■ SUPPLIED ENTRIES:

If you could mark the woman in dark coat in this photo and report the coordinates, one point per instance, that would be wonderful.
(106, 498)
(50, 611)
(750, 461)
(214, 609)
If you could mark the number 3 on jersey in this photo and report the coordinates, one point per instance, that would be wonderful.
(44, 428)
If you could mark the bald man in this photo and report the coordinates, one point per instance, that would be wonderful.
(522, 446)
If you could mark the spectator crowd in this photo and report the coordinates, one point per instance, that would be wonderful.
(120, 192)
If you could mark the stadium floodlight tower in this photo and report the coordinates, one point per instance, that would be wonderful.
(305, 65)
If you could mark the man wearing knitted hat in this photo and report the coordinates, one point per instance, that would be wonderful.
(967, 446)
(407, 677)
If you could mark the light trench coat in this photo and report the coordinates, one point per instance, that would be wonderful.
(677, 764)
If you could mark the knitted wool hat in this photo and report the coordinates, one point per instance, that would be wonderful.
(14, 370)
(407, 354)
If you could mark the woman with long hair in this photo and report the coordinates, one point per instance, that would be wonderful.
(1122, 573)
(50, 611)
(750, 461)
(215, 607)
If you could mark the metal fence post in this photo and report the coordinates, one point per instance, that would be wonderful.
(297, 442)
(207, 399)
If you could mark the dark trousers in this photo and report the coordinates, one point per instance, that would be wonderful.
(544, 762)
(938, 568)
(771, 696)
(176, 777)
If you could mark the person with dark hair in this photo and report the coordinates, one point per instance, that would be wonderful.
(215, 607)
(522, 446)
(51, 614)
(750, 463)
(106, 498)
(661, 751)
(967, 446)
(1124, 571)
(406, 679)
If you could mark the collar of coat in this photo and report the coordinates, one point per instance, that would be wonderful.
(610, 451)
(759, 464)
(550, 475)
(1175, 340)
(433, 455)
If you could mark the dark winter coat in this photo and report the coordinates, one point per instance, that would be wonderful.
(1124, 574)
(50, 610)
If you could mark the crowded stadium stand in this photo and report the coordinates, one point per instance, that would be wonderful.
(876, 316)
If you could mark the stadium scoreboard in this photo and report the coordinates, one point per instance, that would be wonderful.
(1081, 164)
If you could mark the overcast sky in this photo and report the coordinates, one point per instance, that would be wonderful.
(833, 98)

■ WRITTEN REQUEST: Rewrite the items starting at the line that contains "If you could mark the dark winter" and ending at the last line of the items, keeping every line in place. Multiply each coordinate in the answers by 1.75 and round to whole numbers, with halves rounded up.

■ RESULT OF THE EXERCISE:
If you could mark the dark winter coat in this photo and report the coordinates, one point per instance, that would be wonderful.
(1967, 1005)
(88, 1068)
If you could mark the crowded stadium stand in this photo and report the coordinates, one point per instance, that would be wonderful.
(1533, 553)
If you could mark the stadium scoreboard in this photo and report the coordinates, one point per instance, that would be wonderful.
(1892, 287)
If you could mark the overcast sky in this photo and report the coordinates, one point per instance, that would be wonderful.
(1458, 172)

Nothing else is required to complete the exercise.